- Source data -
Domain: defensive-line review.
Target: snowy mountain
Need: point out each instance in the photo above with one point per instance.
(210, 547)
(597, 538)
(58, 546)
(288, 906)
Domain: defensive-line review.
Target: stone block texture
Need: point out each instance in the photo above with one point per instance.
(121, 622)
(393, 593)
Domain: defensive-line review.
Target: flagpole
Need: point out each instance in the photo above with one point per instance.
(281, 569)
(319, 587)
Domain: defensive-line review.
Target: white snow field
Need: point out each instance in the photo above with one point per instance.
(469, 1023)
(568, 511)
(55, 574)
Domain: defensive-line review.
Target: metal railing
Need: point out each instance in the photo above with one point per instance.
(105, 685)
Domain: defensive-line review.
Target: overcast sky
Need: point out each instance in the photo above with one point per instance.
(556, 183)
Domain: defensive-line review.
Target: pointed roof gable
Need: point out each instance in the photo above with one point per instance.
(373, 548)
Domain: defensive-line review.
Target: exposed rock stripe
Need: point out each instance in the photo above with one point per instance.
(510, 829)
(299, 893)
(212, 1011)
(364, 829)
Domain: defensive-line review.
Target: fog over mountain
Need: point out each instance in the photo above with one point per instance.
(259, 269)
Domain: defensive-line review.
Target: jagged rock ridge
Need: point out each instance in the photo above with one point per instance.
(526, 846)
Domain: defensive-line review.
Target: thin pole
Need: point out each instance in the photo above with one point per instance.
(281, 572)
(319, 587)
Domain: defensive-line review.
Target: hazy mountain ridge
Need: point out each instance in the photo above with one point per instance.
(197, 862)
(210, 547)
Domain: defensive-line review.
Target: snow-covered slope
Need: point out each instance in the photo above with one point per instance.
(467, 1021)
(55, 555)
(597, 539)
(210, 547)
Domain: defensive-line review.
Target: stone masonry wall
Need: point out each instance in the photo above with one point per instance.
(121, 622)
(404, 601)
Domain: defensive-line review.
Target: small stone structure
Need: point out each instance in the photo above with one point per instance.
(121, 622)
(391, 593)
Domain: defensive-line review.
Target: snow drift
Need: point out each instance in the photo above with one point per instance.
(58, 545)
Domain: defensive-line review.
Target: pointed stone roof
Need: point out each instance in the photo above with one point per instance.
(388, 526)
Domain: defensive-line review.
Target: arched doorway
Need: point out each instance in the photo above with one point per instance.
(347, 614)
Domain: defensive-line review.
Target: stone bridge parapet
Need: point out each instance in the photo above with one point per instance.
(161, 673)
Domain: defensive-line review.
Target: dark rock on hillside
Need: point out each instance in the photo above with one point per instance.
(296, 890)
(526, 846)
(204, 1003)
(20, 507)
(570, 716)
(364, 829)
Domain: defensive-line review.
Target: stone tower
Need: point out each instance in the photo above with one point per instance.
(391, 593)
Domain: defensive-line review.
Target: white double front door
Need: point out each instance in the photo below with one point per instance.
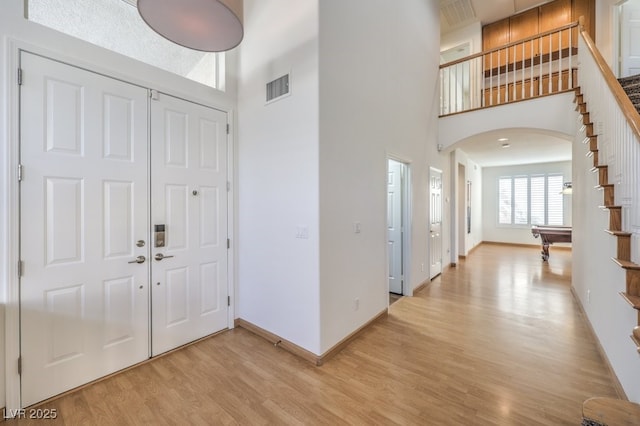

- Exercise brief -
Please find all lines of the entries that hold the string "mountain" and copy them.

- Exercise solution -
Target: snowy mountain
Target: fog over mountain
Target: hazy mountain ridge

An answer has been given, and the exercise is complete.